● Exercise goal: Locate the line containing "Indicate the tree line" in the material below; repeat it and every line after it, exactly as written.

★ ★ ★ ★

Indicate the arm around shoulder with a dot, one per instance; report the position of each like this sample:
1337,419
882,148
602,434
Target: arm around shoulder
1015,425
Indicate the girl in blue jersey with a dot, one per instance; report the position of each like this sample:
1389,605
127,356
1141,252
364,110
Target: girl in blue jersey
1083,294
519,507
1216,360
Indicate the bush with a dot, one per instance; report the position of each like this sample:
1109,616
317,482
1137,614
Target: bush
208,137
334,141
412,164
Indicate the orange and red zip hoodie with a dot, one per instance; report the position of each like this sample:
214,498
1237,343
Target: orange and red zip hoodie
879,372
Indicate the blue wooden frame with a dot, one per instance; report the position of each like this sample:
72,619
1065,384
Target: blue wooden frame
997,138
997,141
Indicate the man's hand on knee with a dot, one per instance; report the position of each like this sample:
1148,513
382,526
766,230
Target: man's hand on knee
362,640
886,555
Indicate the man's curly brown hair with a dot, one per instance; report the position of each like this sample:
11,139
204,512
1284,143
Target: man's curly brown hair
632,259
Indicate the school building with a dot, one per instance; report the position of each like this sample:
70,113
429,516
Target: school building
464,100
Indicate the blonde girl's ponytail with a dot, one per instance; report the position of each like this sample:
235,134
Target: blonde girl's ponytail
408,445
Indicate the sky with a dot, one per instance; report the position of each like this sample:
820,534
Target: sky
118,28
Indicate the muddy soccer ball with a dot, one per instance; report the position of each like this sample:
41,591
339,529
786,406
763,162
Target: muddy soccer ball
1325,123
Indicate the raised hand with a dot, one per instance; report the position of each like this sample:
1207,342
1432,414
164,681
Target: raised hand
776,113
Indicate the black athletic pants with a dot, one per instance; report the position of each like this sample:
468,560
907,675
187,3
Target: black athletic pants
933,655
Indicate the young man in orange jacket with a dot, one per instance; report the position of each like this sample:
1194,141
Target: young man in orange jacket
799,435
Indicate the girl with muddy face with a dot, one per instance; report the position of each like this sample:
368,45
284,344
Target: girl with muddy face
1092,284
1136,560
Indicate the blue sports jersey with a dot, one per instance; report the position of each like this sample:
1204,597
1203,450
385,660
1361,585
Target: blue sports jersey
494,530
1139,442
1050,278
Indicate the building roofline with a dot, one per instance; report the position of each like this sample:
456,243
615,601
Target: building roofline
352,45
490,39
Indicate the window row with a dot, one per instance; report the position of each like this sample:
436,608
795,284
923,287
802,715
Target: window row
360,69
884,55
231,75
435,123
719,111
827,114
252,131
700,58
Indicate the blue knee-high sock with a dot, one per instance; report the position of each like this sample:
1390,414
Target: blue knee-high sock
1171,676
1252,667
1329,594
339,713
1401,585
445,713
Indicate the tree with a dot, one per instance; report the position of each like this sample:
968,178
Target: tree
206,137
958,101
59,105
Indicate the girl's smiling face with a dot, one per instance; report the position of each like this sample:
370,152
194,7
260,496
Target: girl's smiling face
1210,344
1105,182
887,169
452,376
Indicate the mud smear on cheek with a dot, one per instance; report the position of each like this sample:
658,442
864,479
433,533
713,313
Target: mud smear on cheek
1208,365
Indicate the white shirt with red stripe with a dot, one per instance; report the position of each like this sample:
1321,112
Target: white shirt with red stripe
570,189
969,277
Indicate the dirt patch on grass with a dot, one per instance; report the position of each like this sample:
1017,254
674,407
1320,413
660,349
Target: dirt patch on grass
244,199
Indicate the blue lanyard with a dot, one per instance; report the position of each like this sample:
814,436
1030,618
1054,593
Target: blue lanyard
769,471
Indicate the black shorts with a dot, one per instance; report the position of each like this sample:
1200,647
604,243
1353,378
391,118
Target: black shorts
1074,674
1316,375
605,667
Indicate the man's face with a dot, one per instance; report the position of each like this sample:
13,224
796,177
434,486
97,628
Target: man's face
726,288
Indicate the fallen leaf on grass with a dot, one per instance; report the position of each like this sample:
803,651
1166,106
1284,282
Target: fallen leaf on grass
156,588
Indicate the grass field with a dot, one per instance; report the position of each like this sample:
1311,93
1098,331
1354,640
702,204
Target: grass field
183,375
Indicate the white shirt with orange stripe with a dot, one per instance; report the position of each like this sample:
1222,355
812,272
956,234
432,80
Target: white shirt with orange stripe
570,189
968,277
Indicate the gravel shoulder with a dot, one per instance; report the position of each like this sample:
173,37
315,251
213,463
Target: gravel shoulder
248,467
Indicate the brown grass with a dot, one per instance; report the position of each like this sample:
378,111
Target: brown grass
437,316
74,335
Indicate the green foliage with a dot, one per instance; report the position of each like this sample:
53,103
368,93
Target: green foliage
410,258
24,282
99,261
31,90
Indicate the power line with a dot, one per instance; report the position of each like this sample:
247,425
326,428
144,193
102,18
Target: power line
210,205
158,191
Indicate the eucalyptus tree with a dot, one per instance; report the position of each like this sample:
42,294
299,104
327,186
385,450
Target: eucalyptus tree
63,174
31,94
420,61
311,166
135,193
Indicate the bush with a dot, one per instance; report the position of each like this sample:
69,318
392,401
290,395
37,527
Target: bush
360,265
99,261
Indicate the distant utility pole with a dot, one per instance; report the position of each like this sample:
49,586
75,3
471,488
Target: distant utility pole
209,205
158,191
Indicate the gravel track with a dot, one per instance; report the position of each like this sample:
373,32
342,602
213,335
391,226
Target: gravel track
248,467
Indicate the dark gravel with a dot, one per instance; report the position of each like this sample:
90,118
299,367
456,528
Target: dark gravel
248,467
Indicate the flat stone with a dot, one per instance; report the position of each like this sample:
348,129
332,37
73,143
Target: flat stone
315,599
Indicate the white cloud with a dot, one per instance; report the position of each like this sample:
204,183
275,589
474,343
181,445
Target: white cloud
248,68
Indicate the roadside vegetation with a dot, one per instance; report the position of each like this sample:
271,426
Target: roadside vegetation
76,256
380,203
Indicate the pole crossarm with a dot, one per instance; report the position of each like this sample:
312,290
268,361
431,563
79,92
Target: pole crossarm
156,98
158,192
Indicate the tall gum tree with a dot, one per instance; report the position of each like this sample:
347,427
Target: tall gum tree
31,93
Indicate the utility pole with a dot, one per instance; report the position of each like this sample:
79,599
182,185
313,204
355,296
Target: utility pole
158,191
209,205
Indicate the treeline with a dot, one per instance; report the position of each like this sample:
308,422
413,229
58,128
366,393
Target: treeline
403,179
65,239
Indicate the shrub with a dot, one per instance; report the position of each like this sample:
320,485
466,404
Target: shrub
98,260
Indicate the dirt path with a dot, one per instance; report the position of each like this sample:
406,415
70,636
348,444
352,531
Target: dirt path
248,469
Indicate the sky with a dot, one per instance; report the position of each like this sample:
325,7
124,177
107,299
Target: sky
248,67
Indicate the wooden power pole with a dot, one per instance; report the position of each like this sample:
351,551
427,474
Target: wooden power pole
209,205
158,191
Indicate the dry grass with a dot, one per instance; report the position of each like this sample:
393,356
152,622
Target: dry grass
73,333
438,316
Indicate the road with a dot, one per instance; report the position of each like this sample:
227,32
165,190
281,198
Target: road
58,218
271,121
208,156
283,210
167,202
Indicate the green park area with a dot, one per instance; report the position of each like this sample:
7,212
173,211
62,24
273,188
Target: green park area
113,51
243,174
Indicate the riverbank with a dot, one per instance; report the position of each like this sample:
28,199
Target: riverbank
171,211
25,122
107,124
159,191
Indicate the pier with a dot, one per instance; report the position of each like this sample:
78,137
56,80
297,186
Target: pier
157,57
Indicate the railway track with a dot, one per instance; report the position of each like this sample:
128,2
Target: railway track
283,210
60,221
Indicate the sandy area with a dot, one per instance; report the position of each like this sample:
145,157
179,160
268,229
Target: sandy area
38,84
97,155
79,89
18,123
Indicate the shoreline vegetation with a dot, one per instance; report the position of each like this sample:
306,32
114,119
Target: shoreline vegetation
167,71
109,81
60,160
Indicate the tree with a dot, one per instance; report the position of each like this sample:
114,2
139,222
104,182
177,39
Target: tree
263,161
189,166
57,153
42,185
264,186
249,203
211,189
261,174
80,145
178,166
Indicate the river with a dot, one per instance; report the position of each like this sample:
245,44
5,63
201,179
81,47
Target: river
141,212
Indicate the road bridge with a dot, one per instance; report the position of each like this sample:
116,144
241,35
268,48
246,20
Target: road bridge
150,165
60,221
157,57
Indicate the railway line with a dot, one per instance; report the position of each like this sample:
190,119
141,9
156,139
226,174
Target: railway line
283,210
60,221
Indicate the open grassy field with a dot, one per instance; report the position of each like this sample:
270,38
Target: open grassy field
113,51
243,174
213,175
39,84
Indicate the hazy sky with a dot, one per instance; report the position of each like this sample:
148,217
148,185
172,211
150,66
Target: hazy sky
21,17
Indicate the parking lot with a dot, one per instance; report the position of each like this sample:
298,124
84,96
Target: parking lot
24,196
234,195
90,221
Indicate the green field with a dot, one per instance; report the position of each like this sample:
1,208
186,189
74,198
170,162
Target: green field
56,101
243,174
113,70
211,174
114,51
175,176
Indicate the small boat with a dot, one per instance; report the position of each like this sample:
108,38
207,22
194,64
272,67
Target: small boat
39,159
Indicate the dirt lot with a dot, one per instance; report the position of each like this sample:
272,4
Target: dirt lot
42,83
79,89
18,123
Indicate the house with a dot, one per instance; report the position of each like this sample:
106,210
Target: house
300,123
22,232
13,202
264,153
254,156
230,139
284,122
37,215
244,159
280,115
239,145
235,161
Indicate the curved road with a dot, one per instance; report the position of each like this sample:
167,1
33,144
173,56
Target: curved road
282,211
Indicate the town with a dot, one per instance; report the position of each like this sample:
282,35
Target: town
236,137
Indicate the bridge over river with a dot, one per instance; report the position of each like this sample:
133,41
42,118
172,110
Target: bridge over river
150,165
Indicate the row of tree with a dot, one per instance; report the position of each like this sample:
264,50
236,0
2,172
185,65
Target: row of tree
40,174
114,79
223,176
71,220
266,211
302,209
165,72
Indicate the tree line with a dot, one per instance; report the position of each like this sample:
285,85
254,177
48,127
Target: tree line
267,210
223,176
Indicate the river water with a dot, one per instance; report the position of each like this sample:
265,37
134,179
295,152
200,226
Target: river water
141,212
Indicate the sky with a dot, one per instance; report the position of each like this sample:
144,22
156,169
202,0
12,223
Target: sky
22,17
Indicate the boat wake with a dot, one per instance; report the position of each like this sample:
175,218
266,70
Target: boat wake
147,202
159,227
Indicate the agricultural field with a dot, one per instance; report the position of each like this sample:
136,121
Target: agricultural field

★ ★ ★ ★

● Worked solution:
Indicate the tree line with a dot, one per instance; report the position of each like this sample:
285,85
254,177
48,127
Target: tree line
267,210
223,176
Indicate the river water with a dot, one per instance; report the position of each like this sample:
265,37
134,179
295,152
200,226
Target: river water
141,212
Indicate the sky with a dot, one per instance; report the position of each like this sample:
144,22
156,169
202,0
12,223
Target: sky
22,17
Indicate the boat wake with a dot, one per instance; report the position of each like this sample:
175,218
266,70
Target: boat wake
147,202
159,227
Indicate the agricultural field with a dot, one per instance; report the position of each like this sample:
136,121
Target: agricultural field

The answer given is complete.